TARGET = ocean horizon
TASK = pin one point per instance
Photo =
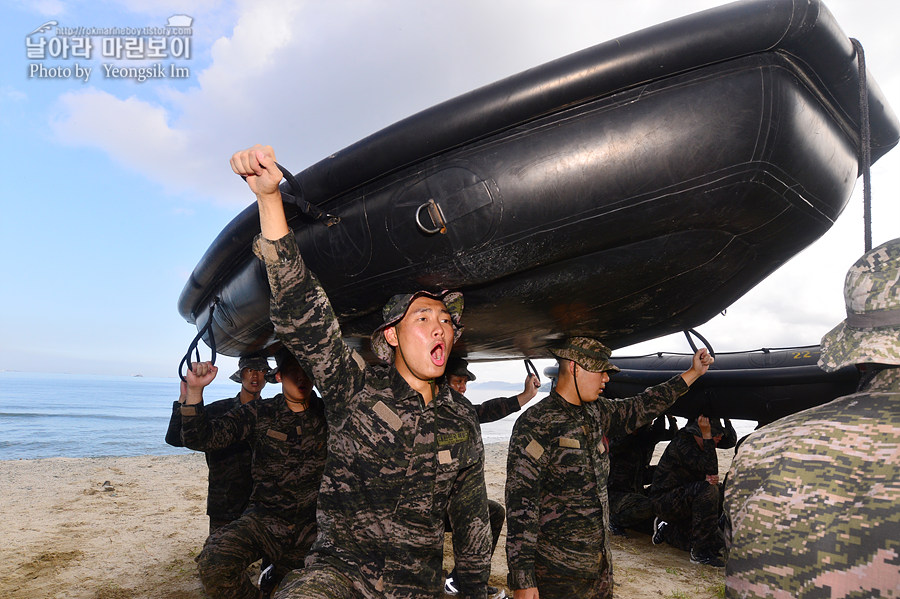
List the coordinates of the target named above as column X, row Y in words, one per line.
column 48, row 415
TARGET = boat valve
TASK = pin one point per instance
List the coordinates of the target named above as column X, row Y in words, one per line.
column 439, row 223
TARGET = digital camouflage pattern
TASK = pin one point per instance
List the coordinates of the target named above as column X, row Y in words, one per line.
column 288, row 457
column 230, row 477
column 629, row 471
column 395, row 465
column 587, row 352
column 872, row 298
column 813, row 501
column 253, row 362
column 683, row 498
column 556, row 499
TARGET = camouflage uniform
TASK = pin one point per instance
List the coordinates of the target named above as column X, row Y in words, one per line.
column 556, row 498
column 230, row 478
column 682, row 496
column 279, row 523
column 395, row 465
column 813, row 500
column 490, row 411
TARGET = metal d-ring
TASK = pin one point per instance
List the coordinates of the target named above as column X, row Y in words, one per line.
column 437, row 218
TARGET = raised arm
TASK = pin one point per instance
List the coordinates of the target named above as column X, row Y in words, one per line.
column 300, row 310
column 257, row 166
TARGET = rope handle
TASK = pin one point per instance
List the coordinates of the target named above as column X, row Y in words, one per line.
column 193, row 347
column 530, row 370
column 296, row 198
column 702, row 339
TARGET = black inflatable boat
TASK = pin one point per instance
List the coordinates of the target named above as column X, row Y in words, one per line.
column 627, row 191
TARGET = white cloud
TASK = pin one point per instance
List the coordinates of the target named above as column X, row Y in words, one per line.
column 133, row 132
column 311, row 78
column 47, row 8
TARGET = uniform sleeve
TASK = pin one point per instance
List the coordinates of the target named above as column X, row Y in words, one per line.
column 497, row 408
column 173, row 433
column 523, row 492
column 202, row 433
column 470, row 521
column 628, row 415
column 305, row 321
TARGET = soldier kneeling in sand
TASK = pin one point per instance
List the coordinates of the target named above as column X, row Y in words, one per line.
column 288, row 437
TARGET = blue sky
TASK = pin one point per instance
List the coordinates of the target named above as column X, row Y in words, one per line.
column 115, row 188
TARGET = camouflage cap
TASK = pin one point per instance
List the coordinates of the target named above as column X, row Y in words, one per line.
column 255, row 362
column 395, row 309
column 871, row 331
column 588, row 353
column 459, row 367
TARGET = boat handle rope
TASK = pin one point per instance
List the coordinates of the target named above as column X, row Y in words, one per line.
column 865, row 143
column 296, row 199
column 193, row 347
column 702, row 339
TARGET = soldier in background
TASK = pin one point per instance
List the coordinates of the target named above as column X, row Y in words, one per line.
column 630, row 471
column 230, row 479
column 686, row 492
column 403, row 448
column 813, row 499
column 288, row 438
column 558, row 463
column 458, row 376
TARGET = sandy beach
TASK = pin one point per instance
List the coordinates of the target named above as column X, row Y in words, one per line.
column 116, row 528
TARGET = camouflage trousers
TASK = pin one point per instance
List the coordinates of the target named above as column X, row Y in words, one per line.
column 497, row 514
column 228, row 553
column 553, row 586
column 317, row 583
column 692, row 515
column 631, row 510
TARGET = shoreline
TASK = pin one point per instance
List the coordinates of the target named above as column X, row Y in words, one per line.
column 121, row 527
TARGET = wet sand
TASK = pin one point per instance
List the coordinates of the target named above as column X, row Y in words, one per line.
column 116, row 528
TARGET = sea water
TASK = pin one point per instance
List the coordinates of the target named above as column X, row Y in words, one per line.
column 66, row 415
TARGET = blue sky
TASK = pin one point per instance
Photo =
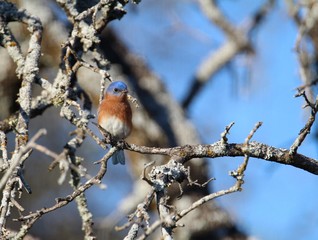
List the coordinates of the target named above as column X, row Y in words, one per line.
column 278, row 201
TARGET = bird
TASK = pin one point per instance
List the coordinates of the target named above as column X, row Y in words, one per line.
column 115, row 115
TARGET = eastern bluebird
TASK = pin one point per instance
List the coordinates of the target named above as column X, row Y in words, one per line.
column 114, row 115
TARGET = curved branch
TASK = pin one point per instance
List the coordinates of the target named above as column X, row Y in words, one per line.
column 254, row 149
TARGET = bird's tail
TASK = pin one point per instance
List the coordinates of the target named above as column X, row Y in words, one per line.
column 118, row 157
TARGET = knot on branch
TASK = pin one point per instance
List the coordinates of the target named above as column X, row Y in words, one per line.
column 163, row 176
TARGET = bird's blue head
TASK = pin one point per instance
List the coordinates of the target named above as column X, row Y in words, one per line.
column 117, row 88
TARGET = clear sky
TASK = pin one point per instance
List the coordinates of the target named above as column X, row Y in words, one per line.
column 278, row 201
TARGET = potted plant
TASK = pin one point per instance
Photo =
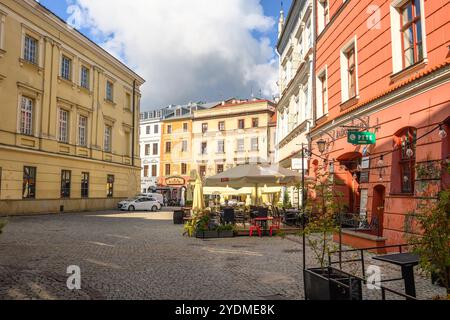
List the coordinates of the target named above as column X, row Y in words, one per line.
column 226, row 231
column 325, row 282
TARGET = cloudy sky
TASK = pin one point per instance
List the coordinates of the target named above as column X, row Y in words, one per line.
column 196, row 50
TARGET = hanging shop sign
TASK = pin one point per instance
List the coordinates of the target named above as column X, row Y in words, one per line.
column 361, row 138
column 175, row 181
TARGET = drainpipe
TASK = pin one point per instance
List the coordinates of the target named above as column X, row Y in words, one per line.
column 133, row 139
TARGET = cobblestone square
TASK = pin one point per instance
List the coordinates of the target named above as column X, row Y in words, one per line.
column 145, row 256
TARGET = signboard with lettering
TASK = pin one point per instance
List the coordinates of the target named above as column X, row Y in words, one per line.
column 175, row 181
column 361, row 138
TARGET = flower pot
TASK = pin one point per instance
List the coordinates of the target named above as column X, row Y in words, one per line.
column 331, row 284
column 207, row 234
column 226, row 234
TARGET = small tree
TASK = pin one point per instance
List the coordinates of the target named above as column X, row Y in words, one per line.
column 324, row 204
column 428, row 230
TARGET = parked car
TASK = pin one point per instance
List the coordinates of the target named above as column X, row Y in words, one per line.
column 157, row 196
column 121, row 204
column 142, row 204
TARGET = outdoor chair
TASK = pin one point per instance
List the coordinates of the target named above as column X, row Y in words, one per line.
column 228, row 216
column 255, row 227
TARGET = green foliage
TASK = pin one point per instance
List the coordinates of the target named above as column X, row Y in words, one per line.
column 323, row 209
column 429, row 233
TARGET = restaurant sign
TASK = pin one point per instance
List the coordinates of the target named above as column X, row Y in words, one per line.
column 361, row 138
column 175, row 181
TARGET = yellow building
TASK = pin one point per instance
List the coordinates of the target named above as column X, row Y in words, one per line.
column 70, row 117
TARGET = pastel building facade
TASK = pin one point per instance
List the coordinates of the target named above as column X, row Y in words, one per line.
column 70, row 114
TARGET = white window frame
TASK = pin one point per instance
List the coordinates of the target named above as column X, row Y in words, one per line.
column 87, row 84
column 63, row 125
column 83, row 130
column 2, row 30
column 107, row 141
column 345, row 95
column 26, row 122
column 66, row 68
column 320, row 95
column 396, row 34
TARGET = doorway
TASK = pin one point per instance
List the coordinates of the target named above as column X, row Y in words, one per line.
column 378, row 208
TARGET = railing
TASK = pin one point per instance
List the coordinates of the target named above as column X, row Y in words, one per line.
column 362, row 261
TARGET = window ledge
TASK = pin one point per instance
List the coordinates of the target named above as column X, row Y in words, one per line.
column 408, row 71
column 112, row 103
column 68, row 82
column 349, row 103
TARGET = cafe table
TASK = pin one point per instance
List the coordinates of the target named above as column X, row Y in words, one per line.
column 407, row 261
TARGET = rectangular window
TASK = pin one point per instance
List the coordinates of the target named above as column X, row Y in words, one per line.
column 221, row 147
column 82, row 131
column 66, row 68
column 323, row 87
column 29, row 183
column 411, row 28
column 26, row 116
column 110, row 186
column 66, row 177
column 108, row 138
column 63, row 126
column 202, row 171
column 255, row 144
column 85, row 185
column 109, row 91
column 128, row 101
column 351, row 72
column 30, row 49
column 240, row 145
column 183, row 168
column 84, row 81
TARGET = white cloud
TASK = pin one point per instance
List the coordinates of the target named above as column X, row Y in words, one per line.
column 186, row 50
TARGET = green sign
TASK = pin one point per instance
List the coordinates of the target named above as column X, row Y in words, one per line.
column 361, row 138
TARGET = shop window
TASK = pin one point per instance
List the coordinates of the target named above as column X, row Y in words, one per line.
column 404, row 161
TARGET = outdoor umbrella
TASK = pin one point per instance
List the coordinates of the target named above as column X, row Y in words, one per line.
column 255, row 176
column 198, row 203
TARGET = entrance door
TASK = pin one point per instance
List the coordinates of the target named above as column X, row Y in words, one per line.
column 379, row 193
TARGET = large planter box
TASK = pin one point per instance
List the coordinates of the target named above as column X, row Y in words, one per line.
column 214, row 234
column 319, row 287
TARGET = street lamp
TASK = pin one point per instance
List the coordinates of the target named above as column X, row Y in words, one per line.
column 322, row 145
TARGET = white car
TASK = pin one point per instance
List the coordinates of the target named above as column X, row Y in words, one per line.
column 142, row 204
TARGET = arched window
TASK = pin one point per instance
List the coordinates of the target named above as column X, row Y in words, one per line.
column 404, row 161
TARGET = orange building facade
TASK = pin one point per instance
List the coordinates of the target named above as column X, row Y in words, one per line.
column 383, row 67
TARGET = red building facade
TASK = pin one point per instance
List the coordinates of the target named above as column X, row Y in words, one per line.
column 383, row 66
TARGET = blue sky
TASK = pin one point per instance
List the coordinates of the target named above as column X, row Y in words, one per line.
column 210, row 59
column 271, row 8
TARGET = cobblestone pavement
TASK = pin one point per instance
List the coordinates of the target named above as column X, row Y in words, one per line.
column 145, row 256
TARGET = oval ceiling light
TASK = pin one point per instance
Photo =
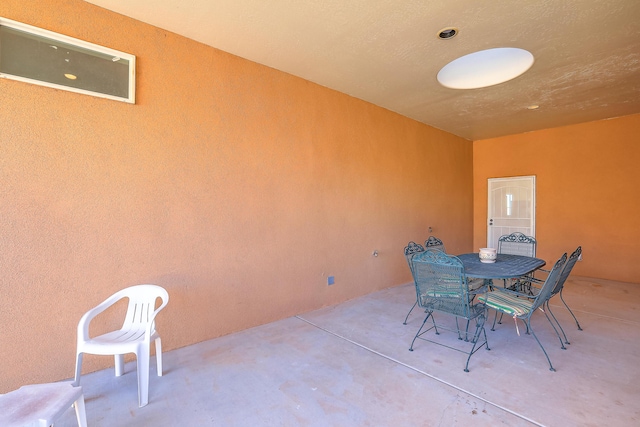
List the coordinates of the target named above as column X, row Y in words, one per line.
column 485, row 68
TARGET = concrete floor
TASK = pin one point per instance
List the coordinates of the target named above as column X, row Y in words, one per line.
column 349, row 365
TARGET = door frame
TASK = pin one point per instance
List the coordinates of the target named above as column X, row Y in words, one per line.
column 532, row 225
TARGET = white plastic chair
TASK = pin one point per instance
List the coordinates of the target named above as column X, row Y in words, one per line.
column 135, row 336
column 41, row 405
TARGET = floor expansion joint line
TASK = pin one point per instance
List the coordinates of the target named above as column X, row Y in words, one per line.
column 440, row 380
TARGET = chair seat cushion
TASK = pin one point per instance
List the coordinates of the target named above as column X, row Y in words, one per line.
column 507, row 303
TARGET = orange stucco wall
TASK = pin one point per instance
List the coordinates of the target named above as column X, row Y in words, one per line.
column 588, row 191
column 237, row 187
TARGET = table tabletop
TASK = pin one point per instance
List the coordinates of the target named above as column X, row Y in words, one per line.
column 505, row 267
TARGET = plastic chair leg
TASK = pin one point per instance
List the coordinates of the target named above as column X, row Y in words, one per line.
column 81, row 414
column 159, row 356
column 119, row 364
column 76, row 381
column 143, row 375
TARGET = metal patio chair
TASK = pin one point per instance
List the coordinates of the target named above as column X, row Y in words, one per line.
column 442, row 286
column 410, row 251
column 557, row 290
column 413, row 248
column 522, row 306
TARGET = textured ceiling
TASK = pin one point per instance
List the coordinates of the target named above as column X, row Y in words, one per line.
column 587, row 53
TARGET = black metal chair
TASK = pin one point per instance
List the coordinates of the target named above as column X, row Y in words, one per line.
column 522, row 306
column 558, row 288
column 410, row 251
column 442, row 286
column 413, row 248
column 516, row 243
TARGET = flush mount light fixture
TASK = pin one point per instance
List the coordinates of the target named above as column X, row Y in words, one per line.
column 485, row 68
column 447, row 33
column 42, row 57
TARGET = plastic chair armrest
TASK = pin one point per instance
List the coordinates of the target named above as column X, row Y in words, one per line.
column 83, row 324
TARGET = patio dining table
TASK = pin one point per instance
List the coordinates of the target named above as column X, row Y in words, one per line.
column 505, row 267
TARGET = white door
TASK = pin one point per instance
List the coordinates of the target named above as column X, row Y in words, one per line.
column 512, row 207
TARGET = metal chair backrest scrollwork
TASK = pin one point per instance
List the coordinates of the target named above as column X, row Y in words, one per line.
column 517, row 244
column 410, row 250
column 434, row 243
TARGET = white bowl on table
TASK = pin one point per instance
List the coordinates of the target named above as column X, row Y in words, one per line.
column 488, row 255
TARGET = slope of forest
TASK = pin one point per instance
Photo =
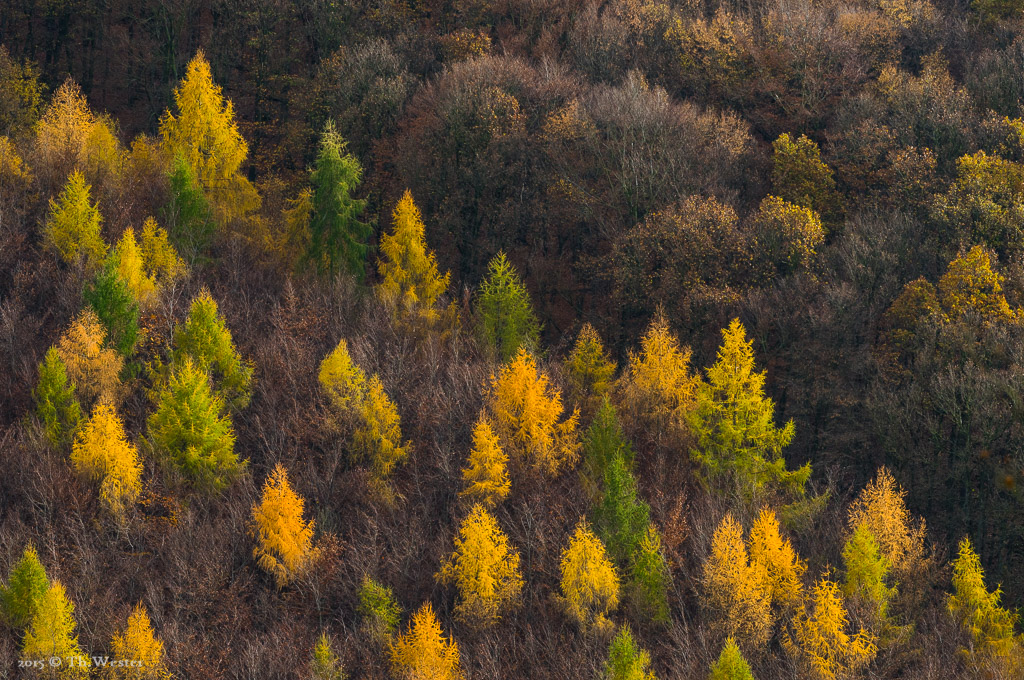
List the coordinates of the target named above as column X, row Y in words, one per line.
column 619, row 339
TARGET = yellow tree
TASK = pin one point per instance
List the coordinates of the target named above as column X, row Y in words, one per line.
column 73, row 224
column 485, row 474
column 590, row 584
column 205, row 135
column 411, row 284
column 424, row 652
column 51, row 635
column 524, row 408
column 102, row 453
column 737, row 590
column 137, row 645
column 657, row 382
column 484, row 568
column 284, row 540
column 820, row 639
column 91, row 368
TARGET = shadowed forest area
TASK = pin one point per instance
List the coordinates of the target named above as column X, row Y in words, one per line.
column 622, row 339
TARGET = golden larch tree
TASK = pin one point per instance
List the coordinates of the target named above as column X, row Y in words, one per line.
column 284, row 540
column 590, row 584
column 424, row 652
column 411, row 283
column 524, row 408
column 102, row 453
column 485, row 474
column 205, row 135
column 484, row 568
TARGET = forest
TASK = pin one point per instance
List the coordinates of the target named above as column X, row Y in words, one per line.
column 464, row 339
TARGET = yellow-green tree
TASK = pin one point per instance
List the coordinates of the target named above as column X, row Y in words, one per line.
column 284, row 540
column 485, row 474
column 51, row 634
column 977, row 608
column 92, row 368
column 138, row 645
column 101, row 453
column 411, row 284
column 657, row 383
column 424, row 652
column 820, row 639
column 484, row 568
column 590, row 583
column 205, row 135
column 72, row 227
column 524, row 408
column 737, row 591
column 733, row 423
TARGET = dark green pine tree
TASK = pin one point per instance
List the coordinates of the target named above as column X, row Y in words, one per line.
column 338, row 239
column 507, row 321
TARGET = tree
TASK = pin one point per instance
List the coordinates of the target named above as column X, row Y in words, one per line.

Brief
Reproduce exactly the lines from the one containing "TARGET = yellow tree" through the last line of the records above, including both, and nothing else.

Correct response
TARGET = yellow tree
TASK = pin one point per instance
List the coordinates of the target named above as column X, row Y in words, one per line.
column 73, row 224
column 485, row 474
column 590, row 584
column 205, row 135
column 411, row 284
column 424, row 652
column 51, row 635
column 524, row 408
column 102, row 453
column 737, row 590
column 137, row 645
column 657, row 382
column 484, row 568
column 284, row 540
column 820, row 639
column 91, row 368
TARGET = shadowed forest area
TASK = pin one point per instance
List the coordinates of the target named above as column X, row Y in words, one per line.
column 622, row 339
TARGET = golden larch tree
TASK = pin one point per instance
List the coordinates of the target named above as column X, row Y in words, one per line.
column 284, row 540
column 590, row 584
column 424, row 652
column 411, row 283
column 524, row 408
column 102, row 453
column 485, row 474
column 205, row 135
column 484, row 568
TARGET = forest
TASK = pin one point per instance
List the coordinates of the target named above as column X, row Y in words, one per line.
column 464, row 339
TARGET = yellow-green tree
TASK = pin one point per instance
List the coordinates of the target named above as column X, row Y in words, one per line.
column 284, row 540
column 485, row 474
column 51, row 634
column 977, row 608
column 92, row 368
column 138, row 645
column 101, row 453
column 411, row 284
column 657, row 383
column 424, row 652
column 820, row 639
column 484, row 568
column 590, row 583
column 205, row 135
column 72, row 227
column 524, row 408
column 737, row 591
column 733, row 423
TARGET = dark green pine tree
TASK = pin one point per instance
List the coordinates of the target named above as column X, row Y in words, one per line.
column 338, row 239
column 507, row 321
TARGET = tree
TASK = pin one point per instance
List the coordinates of the target named above as column X, row Y in words, one per line.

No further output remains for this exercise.